Data
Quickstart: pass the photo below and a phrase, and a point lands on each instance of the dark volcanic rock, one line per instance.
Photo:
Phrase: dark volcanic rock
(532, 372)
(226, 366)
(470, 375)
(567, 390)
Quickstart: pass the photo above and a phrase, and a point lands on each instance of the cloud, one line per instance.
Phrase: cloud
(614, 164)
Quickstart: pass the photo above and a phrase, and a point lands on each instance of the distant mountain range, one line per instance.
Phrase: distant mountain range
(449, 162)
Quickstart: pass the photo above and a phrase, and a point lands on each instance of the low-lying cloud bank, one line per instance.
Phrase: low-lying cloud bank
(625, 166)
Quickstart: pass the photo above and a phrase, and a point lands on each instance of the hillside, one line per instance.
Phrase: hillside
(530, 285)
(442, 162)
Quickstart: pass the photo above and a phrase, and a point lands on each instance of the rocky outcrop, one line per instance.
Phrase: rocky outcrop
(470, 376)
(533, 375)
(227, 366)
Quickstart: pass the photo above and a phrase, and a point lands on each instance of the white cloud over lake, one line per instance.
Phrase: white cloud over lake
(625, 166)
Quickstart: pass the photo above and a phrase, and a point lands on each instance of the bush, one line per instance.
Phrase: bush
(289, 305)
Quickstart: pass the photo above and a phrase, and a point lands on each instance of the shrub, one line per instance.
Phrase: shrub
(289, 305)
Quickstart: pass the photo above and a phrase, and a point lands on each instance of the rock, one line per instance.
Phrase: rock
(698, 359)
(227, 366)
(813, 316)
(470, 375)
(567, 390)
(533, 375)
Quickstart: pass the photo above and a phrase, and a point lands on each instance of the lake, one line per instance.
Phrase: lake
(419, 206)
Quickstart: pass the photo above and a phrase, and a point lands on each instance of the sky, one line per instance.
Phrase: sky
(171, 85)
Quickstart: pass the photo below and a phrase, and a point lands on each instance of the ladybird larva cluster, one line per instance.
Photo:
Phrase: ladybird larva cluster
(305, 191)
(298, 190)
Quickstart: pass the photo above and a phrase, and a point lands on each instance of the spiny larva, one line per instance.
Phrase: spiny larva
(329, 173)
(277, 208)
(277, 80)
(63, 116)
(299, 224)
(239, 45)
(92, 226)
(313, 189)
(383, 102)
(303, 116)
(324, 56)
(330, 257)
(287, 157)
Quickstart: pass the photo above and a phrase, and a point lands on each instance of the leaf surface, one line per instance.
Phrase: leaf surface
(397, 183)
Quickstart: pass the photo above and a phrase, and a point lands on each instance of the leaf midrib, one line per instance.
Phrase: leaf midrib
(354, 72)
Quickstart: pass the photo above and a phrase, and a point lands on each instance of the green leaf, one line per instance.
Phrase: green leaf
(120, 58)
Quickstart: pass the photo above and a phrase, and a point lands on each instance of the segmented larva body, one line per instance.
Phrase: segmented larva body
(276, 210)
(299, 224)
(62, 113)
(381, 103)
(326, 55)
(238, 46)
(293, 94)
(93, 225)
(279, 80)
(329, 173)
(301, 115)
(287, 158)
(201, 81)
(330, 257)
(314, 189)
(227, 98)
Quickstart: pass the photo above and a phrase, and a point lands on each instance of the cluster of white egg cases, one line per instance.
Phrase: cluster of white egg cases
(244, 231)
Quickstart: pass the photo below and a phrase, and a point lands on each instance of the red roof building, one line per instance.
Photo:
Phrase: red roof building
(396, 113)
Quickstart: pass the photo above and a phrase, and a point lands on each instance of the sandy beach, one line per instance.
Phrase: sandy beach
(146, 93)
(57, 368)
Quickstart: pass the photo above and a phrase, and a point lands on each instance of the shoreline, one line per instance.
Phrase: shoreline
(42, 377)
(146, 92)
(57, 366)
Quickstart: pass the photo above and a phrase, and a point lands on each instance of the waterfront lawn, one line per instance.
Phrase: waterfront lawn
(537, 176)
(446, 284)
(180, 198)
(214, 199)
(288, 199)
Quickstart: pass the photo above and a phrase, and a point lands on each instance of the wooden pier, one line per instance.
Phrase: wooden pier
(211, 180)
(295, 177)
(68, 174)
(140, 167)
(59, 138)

Exercise brief
Search the records for the word "below". Copy every line that has it.

Response for this exercise
Quickstart: pass the photo below and a phrase, and a point lands on each instance of the dark volcanic rock, one line per instance.
Quickstart: pass the photo below and a phrase, and a point lands on each instance of the ladybird larva cluster, one line per instance.
Quickstart: pass the photo below and a phrase, and a point lands on each instance of the red roof building, one line per instance.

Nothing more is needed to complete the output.